TASK INPUTS below:

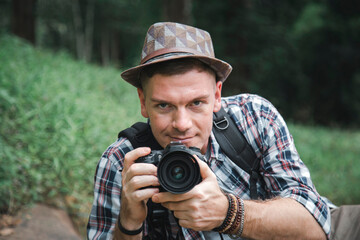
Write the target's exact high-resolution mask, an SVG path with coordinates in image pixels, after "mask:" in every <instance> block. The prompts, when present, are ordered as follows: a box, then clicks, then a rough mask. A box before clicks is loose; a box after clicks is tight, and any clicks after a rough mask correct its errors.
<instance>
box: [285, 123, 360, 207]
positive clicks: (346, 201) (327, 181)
mask: <svg viewBox="0 0 360 240" xmlns="http://www.w3.org/2000/svg"><path fill="white" fill-rule="evenodd" d="M289 129H290V131H291V133H292V134H293V137H294V139H295V144H296V147H297V150H298V152H299V153H300V156H301V158H302V160H303V161H304V162H305V164H306V165H307V166H308V168H309V169H310V172H311V176H312V180H313V182H314V184H315V186H316V188H317V190H318V192H319V193H320V194H321V195H323V196H326V197H328V198H329V199H330V200H331V201H332V202H333V203H335V204H337V205H341V204H360V188H359V186H358V185H357V184H358V183H360V161H359V157H360V131H358V130H357V131H354V130H353V131H350V130H340V129H331V128H324V127H305V126H299V125H290V126H289Z"/></svg>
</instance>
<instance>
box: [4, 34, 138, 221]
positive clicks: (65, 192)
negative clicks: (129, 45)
mask: <svg viewBox="0 0 360 240" xmlns="http://www.w3.org/2000/svg"><path fill="white" fill-rule="evenodd" d="M0 46H1V47H0V115H1V125H0V133H1V136H0V161H1V162H0V211H1V212H7V213H14V212H15V211H16V210H17V209H18V208H19V207H21V206H23V205H26V204H29V203H32V202H35V201H40V202H47V203H52V204H54V203H56V202H58V200H59V199H60V200H61V201H59V202H65V203H69V204H66V206H65V207H71V208H73V207H75V208H84V207H85V208H86V209H82V210H81V211H82V212H86V214H88V207H89V205H90V204H91V198H92V187H93V177H94V172H95V167H96V164H97V161H98V160H99V158H100V156H101V154H102V152H103V151H104V150H105V149H106V147H107V146H108V145H109V144H110V143H112V142H113V141H114V140H115V139H116V137H117V132H118V131H119V130H121V129H123V128H125V127H128V126H129V125H130V124H131V123H133V122H135V121H138V120H139V119H141V116H140V114H139V107H138V105H139V104H138V100H137V94H136V90H135V88H133V87H132V86H130V85H129V84H127V83H125V82H124V81H123V80H121V77H120V72H119V71H118V70H115V69H113V68H105V69H104V68H101V67H98V66H91V65H88V64H85V63H81V62H76V61H74V60H73V59H72V58H71V57H69V56H68V55H67V54H66V53H59V54H56V55H54V54H51V53H49V52H47V51H44V50H38V49H34V48H33V47H31V46H29V45H28V44H26V43H24V42H22V41H21V40H19V39H17V38H14V37H11V36H2V37H0ZM121 106H127V107H121ZM75 211H76V210H75Z"/></svg>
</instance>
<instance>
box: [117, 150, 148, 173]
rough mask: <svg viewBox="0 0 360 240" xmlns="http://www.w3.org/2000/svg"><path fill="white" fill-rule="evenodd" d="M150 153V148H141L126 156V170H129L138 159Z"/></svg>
mask: <svg viewBox="0 0 360 240" xmlns="http://www.w3.org/2000/svg"><path fill="white" fill-rule="evenodd" d="M150 152H151V149H150V148H149V147H140V148H136V149H134V150H132V151H130V152H128V153H127V154H125V158H124V170H127V169H129V167H130V166H131V165H132V164H133V163H134V162H135V160H136V159H138V158H139V157H143V156H146V155H148V154H149V153H150Z"/></svg>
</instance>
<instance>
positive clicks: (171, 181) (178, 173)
mask: <svg viewBox="0 0 360 240" xmlns="http://www.w3.org/2000/svg"><path fill="white" fill-rule="evenodd" d="M158 178H159V182H160V185H161V186H162V188H163V189H164V190H166V191H168V192H172V193H176V194H180V193H185V192H188V191H190V190H191V189H192V188H193V187H194V186H195V185H196V184H198V183H199V182H200V181H201V175H200V168H199V165H198V163H197V161H196V159H195V158H194V157H193V156H192V155H191V154H189V153H187V152H185V151H174V152H170V153H168V154H167V155H164V156H163V158H162V159H161V161H160V163H159V165H158Z"/></svg>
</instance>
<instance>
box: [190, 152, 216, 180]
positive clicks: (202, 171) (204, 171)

End of TASK INPUTS.

## TASK ITEM:
Repeat everything in the records above exactly, except the pictures.

## SOLUTION TO THIS TASK:
Write the target's exact high-resolution mask, an SVG path with coordinates in image pixels, after "mask:" in every <instance> block. The prompts, when present, are ordered as follows: a box, then clicks, then a rough mask. A box before clicks is loose; a box after clicks is tight, and any clicks after a rough mask correct its errors.
<instance>
box: [285, 123, 360, 207]
positive clicks: (346, 201) (327, 181)
mask: <svg viewBox="0 0 360 240" xmlns="http://www.w3.org/2000/svg"><path fill="white" fill-rule="evenodd" d="M289 129H290V131H291V133H292V134H293V137H294V139H295V144H296V147H297V150H298V152H299V153H300V156H301V158H302V160H303V161H304V162H305V164H306V165H307V166H308V168H309V169H310V172H311V176H312V180H313V182H314V184H315V186H316V188H317V190H318V192H319V193H320V194H321V195H323V196H326V197H328V198H329V199H330V200H331V201H332V202H333V203H335V204H337V205H341V204H360V188H359V186H358V185H357V184H358V183H360V161H359V157H360V131H358V130H357V131H354V130H353V131H350V130H340V129H331V128H324V127H305V126H299V125H290V126H289Z"/></svg>
</instance>
<instance>
box: [4, 34, 138, 221]
positive clicks: (65, 192)
negative clicks: (129, 45)
mask: <svg viewBox="0 0 360 240" xmlns="http://www.w3.org/2000/svg"><path fill="white" fill-rule="evenodd" d="M0 46H1V47H0V115H1V125H0V133H1V136H0V161H1V162H0V211H1V212H7V213H14V212H15V211H16V210H17V209H18V208H19V207H21V206H23V205H26V204H29V203H32V202H35V201H40V202H47V203H52V204H54V203H56V202H58V200H59V199H60V200H61V201H59V202H65V203H69V204H66V206H65V207H71V208H73V207H75V208H84V207H85V208H86V209H82V210H81V211H82V212H86V214H88V207H89V205H90V204H91V198H92V187H93V177H94V172H95V167H96V164H97V161H98V160H99V158H100V156H101V154H102V152H103V151H104V150H105V149H106V147H107V146H108V145H109V144H110V143H112V142H113V141H114V140H115V139H116V137H117V132H118V131H119V130H121V129H123V128H125V127H128V126H129V125H130V124H131V123H133V122H135V121H138V120H139V119H141V116H140V114H139V107H138V105H139V104H138V100H137V94H136V90H135V88H133V87H132V86H130V85H129V84H127V83H125V82H124V81H123V80H121V77H120V72H119V71H118V70H115V69H113V68H105V69H104V68H101V67H98V66H91V65H88V64H85V63H81V62H76V61H74V60H73V59H72V58H71V57H69V56H68V55H67V54H66V53H59V54H56V55H54V54H51V53H49V52H47V51H44V50H38V49H34V48H33V47H31V46H29V45H28V44H26V43H24V42H22V41H21V40H19V39H17V38H14V37H11V36H2V37H0ZM121 106H127V107H121ZM75 211H76V210H75Z"/></svg>
</instance>
<instance>
box: [117, 150, 148, 173]
rough mask: <svg viewBox="0 0 360 240" xmlns="http://www.w3.org/2000/svg"><path fill="white" fill-rule="evenodd" d="M150 153V148H141L126 156V170H129L138 159Z"/></svg>
mask: <svg viewBox="0 0 360 240" xmlns="http://www.w3.org/2000/svg"><path fill="white" fill-rule="evenodd" d="M150 152H151V149H150V148H149V147H140V148H136V149H134V150H132V151H130V152H128V153H127V154H125V158H124V170H127V169H129V167H130V166H131V165H132V164H133V163H134V162H135V160H136V159H138V158H139V157H143V156H146V155H148V154H149V153H150Z"/></svg>
</instance>
<instance>
positive clicks: (171, 181) (178, 173)
mask: <svg viewBox="0 0 360 240" xmlns="http://www.w3.org/2000/svg"><path fill="white" fill-rule="evenodd" d="M158 178H159V182H160V185H161V186H162V188H163V189H164V190H166V191H168V192H172V193H176V194H180V193H185V192H188V191H190V190H191V189H192V188H193V187H194V186H195V185H196V184H198V183H199V182H200V181H201V175H200V168H199V165H198V163H197V161H196V159H195V158H194V157H193V156H192V155H191V154H189V153H187V152H185V151H174V152H170V153H168V154H167V155H164V156H163V158H162V159H161V161H160V163H159V165H158Z"/></svg>
</instance>
<instance>
box: [190, 152, 216, 180]
positive clicks: (202, 171) (204, 171)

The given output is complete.